About this task:
Nothing in the entries below may be altered; print them as they stand.

───── Data shown

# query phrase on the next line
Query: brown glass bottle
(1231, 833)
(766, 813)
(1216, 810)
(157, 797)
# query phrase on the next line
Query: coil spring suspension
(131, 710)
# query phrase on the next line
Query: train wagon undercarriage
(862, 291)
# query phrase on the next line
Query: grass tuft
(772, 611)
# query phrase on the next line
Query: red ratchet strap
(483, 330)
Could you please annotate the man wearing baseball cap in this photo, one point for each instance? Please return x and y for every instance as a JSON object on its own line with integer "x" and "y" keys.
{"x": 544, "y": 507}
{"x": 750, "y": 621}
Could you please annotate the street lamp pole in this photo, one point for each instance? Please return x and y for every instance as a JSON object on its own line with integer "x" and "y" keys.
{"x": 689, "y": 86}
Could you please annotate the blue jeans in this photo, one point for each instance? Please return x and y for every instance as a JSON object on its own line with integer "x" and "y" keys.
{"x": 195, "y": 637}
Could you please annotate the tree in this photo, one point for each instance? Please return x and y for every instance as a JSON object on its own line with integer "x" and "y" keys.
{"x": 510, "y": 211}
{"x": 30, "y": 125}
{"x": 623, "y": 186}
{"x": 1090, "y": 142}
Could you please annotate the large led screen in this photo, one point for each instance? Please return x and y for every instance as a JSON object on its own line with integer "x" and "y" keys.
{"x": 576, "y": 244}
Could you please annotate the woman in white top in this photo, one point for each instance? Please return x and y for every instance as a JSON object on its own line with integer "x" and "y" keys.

──────────

Written answer:
# query phrase on the next line
Query: brown glass bottle
(1231, 833)
(766, 813)
(1216, 810)
(157, 797)
# query phrase on the next line
Query: coil spring suspension
(131, 710)
# query phrase on the next line
Query: train wagon undercarriage
(862, 291)
# query phrase on the next line
Query: grass tuft
(772, 611)
# query phrase on the next line
Query: red ratchet strap
(483, 330)
Could you please annotate the man wearing baseball cap in this photo, one point for each instance? Please return x and y for every instance as a JSON object on its own line with integer "x" and "y" keys.
{"x": 544, "y": 507}
{"x": 750, "y": 621}
Could you please annotate the street lamp pole in this photo, one point for each instance? Please return x and y for every instance as a JSON object on its own line with integer "x" and "y" keys.
{"x": 689, "y": 86}
Could you please annotate the blue jeans in this photo, one point for each instance? Please return x and y for every instance as a JSON object on its own line with integer "x" and "y" keys.
{"x": 195, "y": 637}
Could you please annotate the tree in this photo, one point for each instance? Please return x and y for every instance as a JSON object on its own line with integer "x" and "y" keys.
{"x": 510, "y": 211}
{"x": 30, "y": 125}
{"x": 623, "y": 186}
{"x": 1090, "y": 142}
Could you please annotate the large led screen in this photo, one point for each instance? Please return x and y for every instance as a JSON object on its own line with integer "x" and "y" keys.
{"x": 576, "y": 244}
Could you please annotate the woman in white top in this photo, one point for each instance? Please return x and y for every instance as a JSON object on its own line with integer "x" and "y" keys.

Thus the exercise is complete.